**** Material de trabajo

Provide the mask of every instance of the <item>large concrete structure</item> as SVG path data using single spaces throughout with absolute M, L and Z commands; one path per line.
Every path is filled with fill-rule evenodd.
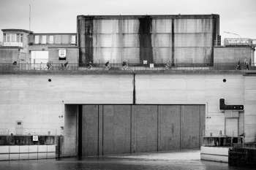
M 1 62 L 12 63 L 0 69 L 1 134 L 61 135 L 62 156 L 199 148 L 204 136 L 255 142 L 255 68 L 244 66 L 255 49 L 219 47 L 219 26 L 217 15 L 79 15 L 78 45 L 72 34 L 31 32 L 27 69 L 12 66 L 25 46 L 0 48 Z M 34 51 L 48 53 L 45 65 L 80 67 L 34 70 Z M 97 65 L 107 61 L 134 67 Z M 221 109 L 220 98 L 243 108 Z
M 212 63 L 219 15 L 78 16 L 80 63 Z

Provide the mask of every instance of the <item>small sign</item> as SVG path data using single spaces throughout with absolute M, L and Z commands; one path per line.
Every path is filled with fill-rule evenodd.
M 66 59 L 66 49 L 65 48 L 59 48 L 59 57 L 60 60 L 65 60 Z
M 38 141 L 38 136 L 33 136 L 33 141 Z

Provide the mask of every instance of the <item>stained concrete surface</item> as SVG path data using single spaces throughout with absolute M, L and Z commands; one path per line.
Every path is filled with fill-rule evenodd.
M 227 163 L 200 161 L 200 151 L 112 155 L 83 160 L 56 160 L 0 162 L 1 170 L 247 170 L 253 168 L 231 167 Z

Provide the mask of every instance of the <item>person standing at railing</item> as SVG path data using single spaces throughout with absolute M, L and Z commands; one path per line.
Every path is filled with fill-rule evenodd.
M 128 62 L 124 61 L 122 63 L 123 69 L 127 70 L 128 69 Z
M 111 68 L 109 61 L 108 61 L 107 63 L 105 63 L 105 66 L 107 70 L 109 70 Z
M 246 59 L 245 59 L 245 61 L 244 61 L 244 66 L 245 66 L 245 69 L 249 70 L 249 61 Z
M 69 67 L 69 62 L 66 62 L 66 63 L 64 63 L 64 68 L 66 69 L 68 69 L 68 67 Z
M 237 70 L 241 70 L 241 64 L 240 64 L 240 61 L 238 61 L 238 63 L 236 65 L 236 69 Z
M 47 66 L 47 69 L 48 70 L 51 69 L 52 64 L 51 64 L 50 61 L 47 62 L 46 66 Z
M 91 61 L 89 61 L 89 63 L 87 65 L 87 68 L 89 69 L 91 69 L 92 68 L 92 62 Z

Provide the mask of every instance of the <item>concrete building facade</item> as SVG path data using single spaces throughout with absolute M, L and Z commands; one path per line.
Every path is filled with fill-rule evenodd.
M 61 156 L 199 148 L 203 136 L 255 142 L 255 49 L 220 47 L 219 15 L 77 19 L 76 34 L 24 33 L 23 47 L 4 46 L 3 30 L 1 61 L 20 66 L 23 51 L 29 67 L 1 69 L 1 134 L 62 136 Z M 131 67 L 102 69 L 108 61 Z M 36 61 L 78 68 L 37 70 Z

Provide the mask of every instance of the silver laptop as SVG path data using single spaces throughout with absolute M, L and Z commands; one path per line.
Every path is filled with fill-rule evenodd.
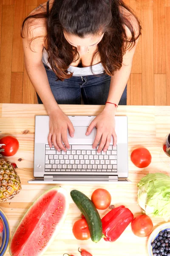
M 35 119 L 34 177 L 28 183 L 66 183 L 127 182 L 128 177 L 128 119 L 116 116 L 117 144 L 113 138 L 106 152 L 100 153 L 92 148 L 96 134 L 94 128 L 85 135 L 87 127 L 94 116 L 68 116 L 75 133 L 68 132 L 70 148 L 57 151 L 48 142 L 48 116 Z M 98 146 L 98 147 L 99 146 Z

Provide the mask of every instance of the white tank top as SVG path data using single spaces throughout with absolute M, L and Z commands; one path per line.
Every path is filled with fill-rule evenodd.
M 44 48 L 42 52 L 42 62 L 48 67 L 52 70 L 50 64 L 48 60 L 48 55 L 47 51 Z M 103 73 L 105 70 L 102 63 L 98 63 L 92 66 L 93 73 L 91 71 L 91 66 L 85 67 L 78 67 L 74 66 L 70 66 L 67 70 L 68 71 L 73 73 L 74 76 L 91 76 L 93 75 L 99 75 Z

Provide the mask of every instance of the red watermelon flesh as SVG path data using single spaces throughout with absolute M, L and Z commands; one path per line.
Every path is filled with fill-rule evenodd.
M 59 231 L 68 207 L 67 193 L 62 188 L 53 188 L 42 195 L 17 228 L 9 246 L 11 255 L 42 255 Z

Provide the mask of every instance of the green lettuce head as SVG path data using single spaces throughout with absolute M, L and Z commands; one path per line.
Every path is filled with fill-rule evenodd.
M 170 177 L 162 173 L 150 173 L 137 184 L 138 201 L 146 214 L 170 218 Z

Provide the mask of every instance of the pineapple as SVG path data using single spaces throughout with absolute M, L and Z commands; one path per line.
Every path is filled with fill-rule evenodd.
M 0 144 L 0 148 L 4 144 Z M 18 194 L 21 189 L 21 182 L 11 163 L 0 154 L 0 203 L 6 202 Z

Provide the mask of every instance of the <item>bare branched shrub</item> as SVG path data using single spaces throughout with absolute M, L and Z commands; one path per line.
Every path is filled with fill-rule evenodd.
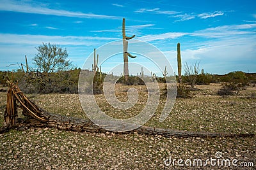
M 185 64 L 185 81 L 187 81 L 192 89 L 196 85 L 196 76 L 199 71 L 199 62 L 196 62 L 193 66 L 189 66 L 187 62 Z

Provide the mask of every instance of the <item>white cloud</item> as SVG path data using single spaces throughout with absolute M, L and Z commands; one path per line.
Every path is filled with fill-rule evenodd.
M 122 4 L 112 4 L 112 5 L 115 6 L 118 6 L 118 7 L 124 7 L 124 6 L 122 5 Z
M 185 21 L 185 20 L 194 19 L 195 17 L 193 15 L 188 15 L 187 13 L 185 13 L 185 14 L 177 15 L 175 15 L 175 16 L 171 16 L 170 17 L 180 18 L 180 20 L 176 20 L 176 21 Z
M 77 20 L 77 21 L 74 22 L 74 23 L 76 23 L 76 24 L 81 24 L 81 23 L 83 23 L 83 22 L 81 21 L 81 20 Z
M 166 14 L 166 15 L 174 15 L 180 12 L 175 11 L 163 11 L 160 10 L 159 8 L 153 8 L 153 9 L 147 9 L 147 8 L 140 8 L 137 11 L 134 11 L 135 13 L 155 13 L 155 14 Z
M 163 40 L 166 39 L 174 39 L 184 35 L 188 33 L 184 32 L 167 32 L 161 34 L 152 34 L 141 36 L 138 38 L 138 39 L 145 41 L 152 41 L 156 40 Z
M 196 36 L 205 36 L 209 38 L 222 38 L 230 36 L 253 34 L 255 32 L 246 29 L 256 28 L 256 24 L 223 25 L 204 30 L 195 31 L 190 34 Z
M 206 19 L 208 18 L 212 18 L 217 16 L 222 15 L 224 13 L 220 11 L 216 11 L 213 13 L 203 13 L 201 14 L 198 14 L 196 16 L 202 19 Z
M 155 24 L 144 24 L 144 25 L 129 25 L 125 26 L 125 30 L 127 32 L 136 32 L 142 29 L 149 28 L 155 25 Z M 91 32 L 122 32 L 122 27 L 118 27 L 116 29 L 105 29 L 105 30 L 96 30 L 92 31 Z
M 116 38 L 92 36 L 60 36 L 45 35 L 29 35 L 15 34 L 0 34 L 0 43 L 4 44 L 42 44 L 42 42 L 52 43 L 65 45 L 93 46 L 100 42 L 116 40 Z
M 49 29 L 60 29 L 58 28 L 55 28 L 52 27 L 44 27 L 45 28 Z
M 23 1 L 0 1 L 0 11 L 9 11 L 20 13 L 36 13 L 42 15 L 51 15 L 64 16 L 68 17 L 88 18 L 105 18 L 105 19 L 121 19 L 122 17 L 93 13 L 84 13 L 77 11 L 60 10 L 42 7 L 39 5 L 31 5 Z

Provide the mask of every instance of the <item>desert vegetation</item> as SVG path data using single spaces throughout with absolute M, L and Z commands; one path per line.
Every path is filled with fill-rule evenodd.
M 10 83 L 17 84 L 28 97 L 17 89 L 19 90 L 14 93 L 15 96 L 20 96 L 20 105 L 13 104 L 11 110 L 23 108 L 23 101 L 30 104 L 30 108 L 37 110 L 38 114 L 43 114 L 42 110 L 29 103 L 31 101 L 28 99 L 30 99 L 31 103 L 36 103 L 46 111 L 67 120 L 71 127 L 74 127 L 72 120 L 88 120 L 88 111 L 83 110 L 77 94 L 79 74 L 83 71 L 83 74 L 93 75 L 92 87 L 86 86 L 84 90 L 92 89 L 93 97 L 100 110 L 115 118 L 129 118 L 143 110 L 149 92 L 157 93 L 148 92 L 143 80 L 156 81 L 160 89 L 159 103 L 155 114 L 145 125 L 148 127 L 146 132 L 140 129 L 125 133 L 94 131 L 96 125 L 90 122 L 90 126 L 86 129 L 91 129 L 90 132 L 71 127 L 72 131 L 64 131 L 60 130 L 65 128 L 60 127 L 62 124 L 58 124 L 60 120 L 56 119 L 58 121 L 54 123 L 56 120 L 52 120 L 52 125 L 47 126 L 36 121 L 29 122 L 31 117 L 24 110 L 17 110 L 15 113 L 17 121 L 22 120 L 27 125 L 14 126 L 0 134 L 0 169 L 168 169 L 173 167 L 164 164 L 164 160 L 170 157 L 207 160 L 215 158 L 217 152 L 221 152 L 226 159 L 255 163 L 256 74 L 234 71 L 217 75 L 205 73 L 204 69 L 199 73 L 198 63 L 189 66 L 185 62 L 186 73 L 182 75 L 180 44 L 177 43 L 178 75 L 174 75 L 178 82 L 177 98 L 169 116 L 160 122 L 161 111 L 168 99 L 166 78 L 172 75 L 166 67 L 163 76 L 154 73 L 151 73 L 151 76 L 145 75 L 143 67 L 137 76 L 129 74 L 128 56 L 135 56 L 127 52 L 127 40 L 134 36 L 126 36 L 124 19 L 122 28 L 124 64 L 124 74 L 120 76 L 102 72 L 100 66 L 98 66 L 100 56 L 97 55 L 95 49 L 92 70 L 81 70 L 73 67 L 65 49 L 50 43 L 43 43 L 36 48 L 38 53 L 33 59 L 35 69 L 26 63 L 20 64 L 20 69 L 0 72 L 0 126 L 4 125 L 10 110 L 10 106 L 6 106 L 6 101 L 15 103 L 17 97 L 10 101 L 10 96 L 6 96 Z M 108 103 L 103 93 L 104 80 L 107 76 L 118 79 L 116 82 L 112 82 L 110 78 L 106 83 L 116 83 L 115 94 L 119 101 L 127 101 L 129 90 L 136 89 L 139 97 L 133 107 L 118 110 Z M 84 122 L 89 122 L 82 123 Z M 37 124 L 36 127 L 33 126 L 35 124 Z M 178 132 L 169 136 L 148 132 L 159 129 Z M 215 138 L 198 135 L 204 132 L 236 135 L 214 136 Z M 182 133 L 193 135 L 182 136 Z M 221 167 L 207 164 L 204 168 L 218 169 Z

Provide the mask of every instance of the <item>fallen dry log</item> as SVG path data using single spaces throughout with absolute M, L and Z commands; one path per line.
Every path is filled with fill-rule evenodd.
M 60 115 L 53 114 L 45 111 L 38 106 L 35 103 L 27 98 L 20 91 L 17 85 L 11 83 L 10 88 L 8 92 L 6 108 L 4 112 L 4 126 L 0 129 L 0 133 L 8 131 L 10 128 L 21 129 L 24 127 L 47 127 L 57 128 L 65 131 L 73 131 L 79 132 L 104 132 L 107 131 L 104 129 L 106 127 L 111 125 L 112 129 L 115 127 L 132 127 L 134 125 L 127 123 L 116 123 L 104 122 L 100 120 L 100 127 L 95 124 L 89 119 L 78 118 L 68 117 Z M 17 102 L 20 105 L 18 106 Z M 22 120 L 17 118 L 17 108 L 20 108 L 22 110 L 23 115 L 29 118 Z M 173 130 L 168 129 L 155 128 L 147 126 L 141 126 L 132 131 L 140 134 L 146 134 L 148 135 L 161 135 L 166 137 L 250 137 L 255 136 L 254 134 L 232 134 L 232 133 L 220 133 L 210 132 L 188 132 L 180 130 Z M 128 133 L 130 132 L 123 132 L 122 133 Z

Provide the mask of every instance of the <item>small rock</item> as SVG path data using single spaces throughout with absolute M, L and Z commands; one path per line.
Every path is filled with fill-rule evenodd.
M 241 157 L 241 155 L 238 154 L 237 152 L 236 152 L 236 157 Z
M 51 166 L 47 166 L 45 169 L 46 170 L 51 170 L 52 167 Z

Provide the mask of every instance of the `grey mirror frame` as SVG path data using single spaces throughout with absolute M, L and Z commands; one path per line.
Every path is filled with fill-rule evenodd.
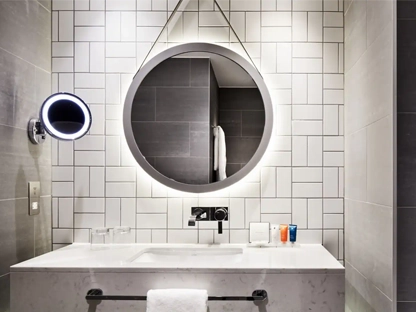
M 145 77 L 153 70 L 157 65 L 162 63 L 163 61 L 189 52 L 208 52 L 221 55 L 234 61 L 238 65 L 240 65 L 254 80 L 257 84 L 257 87 L 261 93 L 264 102 L 264 110 L 265 110 L 265 126 L 263 137 L 260 141 L 260 145 L 257 148 L 256 153 L 250 159 L 250 161 L 237 173 L 230 176 L 229 178 L 214 182 L 211 184 L 201 184 L 201 185 L 192 185 L 192 184 L 185 184 L 181 182 L 177 182 L 172 180 L 161 173 L 159 173 L 156 169 L 154 169 L 145 159 L 143 154 L 140 152 L 139 147 L 136 144 L 134 139 L 132 124 L 131 124 L 131 111 L 133 106 L 133 101 L 137 89 L 139 88 L 140 84 L 143 82 Z M 272 136 L 273 131 L 273 105 L 272 100 L 267 89 L 267 86 L 263 80 L 263 77 L 257 71 L 257 69 L 250 64 L 245 58 L 243 58 L 238 53 L 227 49 L 225 47 L 211 44 L 211 43 L 185 43 L 180 44 L 171 48 L 164 50 L 163 52 L 159 53 L 152 59 L 150 59 L 139 71 L 137 72 L 136 76 L 133 78 L 133 81 L 130 85 L 130 88 L 127 92 L 125 103 L 124 103 L 124 111 L 123 111 L 123 125 L 124 125 L 124 134 L 127 140 L 127 144 L 132 152 L 134 158 L 138 162 L 138 164 L 143 168 L 145 172 L 147 172 L 153 179 L 156 181 L 166 185 L 167 187 L 173 188 L 178 191 L 183 192 L 190 192 L 190 193 L 206 193 L 206 192 L 214 192 L 226 187 L 229 187 L 241 179 L 243 179 L 247 174 L 249 174 L 260 162 L 261 158 L 263 157 L 264 153 L 267 150 L 267 147 L 270 142 L 270 138 Z

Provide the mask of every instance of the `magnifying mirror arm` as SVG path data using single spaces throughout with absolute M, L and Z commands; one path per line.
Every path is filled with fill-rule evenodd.
M 28 124 L 28 135 L 33 144 L 42 144 L 46 140 L 46 131 L 39 118 L 32 118 Z

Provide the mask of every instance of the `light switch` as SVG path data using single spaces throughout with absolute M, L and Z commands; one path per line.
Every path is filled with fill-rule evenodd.
M 29 216 L 40 213 L 40 182 L 29 182 Z

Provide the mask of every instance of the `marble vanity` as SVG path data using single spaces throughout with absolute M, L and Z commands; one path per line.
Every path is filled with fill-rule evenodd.
M 209 302 L 210 312 L 344 311 L 344 268 L 321 245 L 73 244 L 11 267 L 11 311 L 146 311 L 145 301 L 91 301 L 105 295 L 146 295 L 149 289 L 201 288 L 212 296 L 268 300 Z

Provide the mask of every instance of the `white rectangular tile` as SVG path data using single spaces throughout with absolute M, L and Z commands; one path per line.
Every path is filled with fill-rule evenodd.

********

Qué se pide. Transcribe sin ningún cambio las líneas que empiezan en la que contiene "Provide the mask of every instance of the <item>white" y siguen hasta la que contiene "M 196 36 L 205", ambas incluidas.

Respuesta.
Provide the mask of every instance of the <item>white cloud</item> as SVG path data using single spaces throughout with absolute M, L and Z commands; one path per line.
Every path is filled with fill-rule evenodd.
M 122 4 L 112 4 L 112 5 L 115 6 L 118 6 L 118 7 L 124 7 L 124 6 L 122 5 Z
M 185 21 L 185 20 L 194 19 L 195 17 L 193 15 L 188 15 L 187 13 L 185 13 L 185 14 L 177 15 L 175 15 L 175 16 L 171 16 L 170 17 L 180 18 L 180 20 L 176 20 L 176 21 Z
M 77 20 L 77 21 L 74 22 L 74 23 L 76 23 L 76 24 L 81 24 L 81 23 L 83 23 L 83 22 L 81 21 L 81 20 Z
M 166 14 L 166 15 L 174 15 L 180 12 L 175 11 L 163 11 L 160 10 L 159 8 L 153 8 L 153 9 L 147 9 L 147 8 L 140 8 L 137 11 L 134 11 L 135 13 L 155 13 L 155 14 Z
M 163 40 L 166 39 L 174 39 L 184 35 L 188 33 L 184 32 L 167 32 L 161 34 L 152 34 L 141 36 L 138 38 L 138 39 L 145 41 L 152 41 L 156 40 Z
M 196 36 L 205 36 L 209 38 L 222 38 L 230 36 L 253 34 L 255 32 L 246 29 L 256 28 L 256 24 L 223 25 L 204 30 L 195 31 L 190 34 Z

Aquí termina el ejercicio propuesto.